Extract provided>
= = = = = = =

Moving to slide 17, Kensington produced 25,206 ounces of gold in the first quarter a cash offering cost of $1055 per annum which is much improved over the first quarter of 2012. Costs were higher at that time due to a temporary production scale back to complete several critical underground and surface infrastructure projects.
Now, the sales totaled 39 million and offering cash flow was 15 million first quarter of 2013. Mechanical availability of generators during the first quarter reduced underground backfilling which impacted overall mining efficiency and cost at Kensington. Bill throughput was 129,057 tons consistent with the fourth quarter of 2012.
Gold grade is expected to gradually increase during the remaining quarters of 2013 as scheduled (inaudible) in process; capital expenditures at Kensington were $3 million. As we mentioned, Joe Phillips recently joined our team as Chief Development Officer and brings with him international mining development experience including the successful construction of two mines in Mexico. Joe will lead our development efforts at La Preciosa and other capital projects.
I will now turn the call over to him.
Thank you, Frank. I would like start by saying its pleasure to be part of Coeur's team and to work on developing exciting projects like La Preciosa. I would like to start with slide 19. On April 16th Coeur acquired Orko Silver. The key asset of this acquisition is the La Preciosa project in Mexico with 32,400 hectare of contiguous mining plants almost three times the size of the Palmarejo district.
This acquisition provides four key benefits to our shareholders. First is diversified Coeur’s portfolio across the larger platform of assets. Second, it reduces our overall political risk profile. Third, it provides accretive significant growth in production and cash flow over a long mine life. Finally, it’s expected to generate rate of return in excess of our cost and capital.
La Preciosa is one of the largest undeveloped silver deposits in the world with the potential to grow even larger through further drilling. The silver resource estimate is 99 million ounces of indicated and 140 million ounces of inferred. The property is well located with significant infrastructure in place including highway access to the property and close proximity to power and railroad lines.
Our efforts at La Preciosa is focused on three principle areas. First is to complete a preliminary economic assessment which will provide a scoping level at the mine plants and projects economics M3 engineers will prepare the PEA by the end of the second quarter of 2013. Following completion of the assessment, we expect to start basic engineering and full feasibility work in the second half of 2013 along with exploration in filed and development drilling.

= = = = = = =

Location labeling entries

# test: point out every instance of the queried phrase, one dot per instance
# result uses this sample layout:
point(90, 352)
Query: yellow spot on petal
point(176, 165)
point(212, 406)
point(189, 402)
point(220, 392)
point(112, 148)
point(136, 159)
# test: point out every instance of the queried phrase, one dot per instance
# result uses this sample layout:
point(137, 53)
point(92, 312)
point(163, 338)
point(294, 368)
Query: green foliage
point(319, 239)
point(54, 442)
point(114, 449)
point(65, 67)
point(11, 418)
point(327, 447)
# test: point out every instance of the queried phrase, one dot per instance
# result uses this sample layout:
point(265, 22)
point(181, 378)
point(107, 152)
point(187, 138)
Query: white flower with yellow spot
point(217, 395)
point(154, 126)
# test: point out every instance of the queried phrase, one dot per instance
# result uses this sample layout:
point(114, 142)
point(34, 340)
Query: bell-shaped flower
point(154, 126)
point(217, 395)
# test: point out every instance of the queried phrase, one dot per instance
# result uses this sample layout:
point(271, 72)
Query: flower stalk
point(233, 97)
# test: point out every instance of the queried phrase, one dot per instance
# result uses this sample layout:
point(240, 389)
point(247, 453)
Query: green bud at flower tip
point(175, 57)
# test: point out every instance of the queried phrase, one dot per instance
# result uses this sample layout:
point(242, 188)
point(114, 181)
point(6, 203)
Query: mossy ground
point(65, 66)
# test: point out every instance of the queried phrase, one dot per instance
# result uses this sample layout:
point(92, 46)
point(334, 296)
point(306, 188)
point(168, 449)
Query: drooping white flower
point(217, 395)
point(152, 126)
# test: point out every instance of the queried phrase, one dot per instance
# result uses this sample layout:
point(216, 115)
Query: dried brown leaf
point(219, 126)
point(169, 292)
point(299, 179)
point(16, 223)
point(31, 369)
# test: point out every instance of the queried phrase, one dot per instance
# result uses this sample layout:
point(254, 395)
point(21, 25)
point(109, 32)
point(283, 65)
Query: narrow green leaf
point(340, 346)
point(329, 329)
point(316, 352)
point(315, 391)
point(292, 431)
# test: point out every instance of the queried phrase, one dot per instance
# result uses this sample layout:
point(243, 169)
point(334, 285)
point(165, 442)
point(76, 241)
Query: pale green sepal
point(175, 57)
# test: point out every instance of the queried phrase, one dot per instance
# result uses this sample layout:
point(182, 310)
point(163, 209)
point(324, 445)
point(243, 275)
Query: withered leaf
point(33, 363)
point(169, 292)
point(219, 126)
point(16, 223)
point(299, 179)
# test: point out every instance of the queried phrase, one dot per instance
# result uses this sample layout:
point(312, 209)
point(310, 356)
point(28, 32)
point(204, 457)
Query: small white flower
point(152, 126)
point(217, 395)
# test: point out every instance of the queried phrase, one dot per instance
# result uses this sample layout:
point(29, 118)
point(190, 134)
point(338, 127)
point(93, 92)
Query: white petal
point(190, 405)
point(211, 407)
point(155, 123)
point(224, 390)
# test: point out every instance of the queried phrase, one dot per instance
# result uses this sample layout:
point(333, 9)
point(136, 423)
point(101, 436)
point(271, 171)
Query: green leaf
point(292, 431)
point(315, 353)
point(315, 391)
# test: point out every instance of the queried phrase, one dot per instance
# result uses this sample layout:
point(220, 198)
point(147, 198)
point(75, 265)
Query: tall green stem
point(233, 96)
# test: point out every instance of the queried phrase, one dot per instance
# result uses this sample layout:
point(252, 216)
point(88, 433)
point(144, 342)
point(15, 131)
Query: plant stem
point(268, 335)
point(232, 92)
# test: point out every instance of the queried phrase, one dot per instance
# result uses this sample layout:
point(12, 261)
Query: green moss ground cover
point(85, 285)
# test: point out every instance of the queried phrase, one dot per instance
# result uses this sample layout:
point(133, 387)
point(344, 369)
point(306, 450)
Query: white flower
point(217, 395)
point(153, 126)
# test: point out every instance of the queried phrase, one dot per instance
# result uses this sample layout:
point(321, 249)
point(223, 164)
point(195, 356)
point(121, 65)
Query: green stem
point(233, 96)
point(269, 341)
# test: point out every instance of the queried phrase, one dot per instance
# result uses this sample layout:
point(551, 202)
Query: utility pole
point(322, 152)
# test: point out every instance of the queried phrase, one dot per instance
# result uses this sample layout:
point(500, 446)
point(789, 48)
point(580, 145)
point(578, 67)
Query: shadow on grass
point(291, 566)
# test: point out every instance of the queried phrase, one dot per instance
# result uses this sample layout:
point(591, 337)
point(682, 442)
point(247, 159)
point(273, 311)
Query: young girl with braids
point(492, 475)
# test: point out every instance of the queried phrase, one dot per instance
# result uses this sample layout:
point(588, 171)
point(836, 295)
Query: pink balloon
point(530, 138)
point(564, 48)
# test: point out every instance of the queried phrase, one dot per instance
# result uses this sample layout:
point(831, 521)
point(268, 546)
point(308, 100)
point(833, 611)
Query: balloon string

= = = = = = =

The tasks>
1. According to the mining earnings call excerpt, who will prepare the preliminary economic assessment for La Preciosa?
2. Reproduce the mining earnings call excerpt from "This acquisition provides" to "cost and capital.".

Results by task>
1. M3 engineers

2.
This acquisition provides four key benefits to our shareholders. First is diversified Coeur’s portfolio across the larger platform of assets. Second, it reduces our overall political risk profile. Third, it provides accretive significant growth in production and cash flow over a long mine life. Finally, it’s expected to generate rate of return in excess of our cost and capital.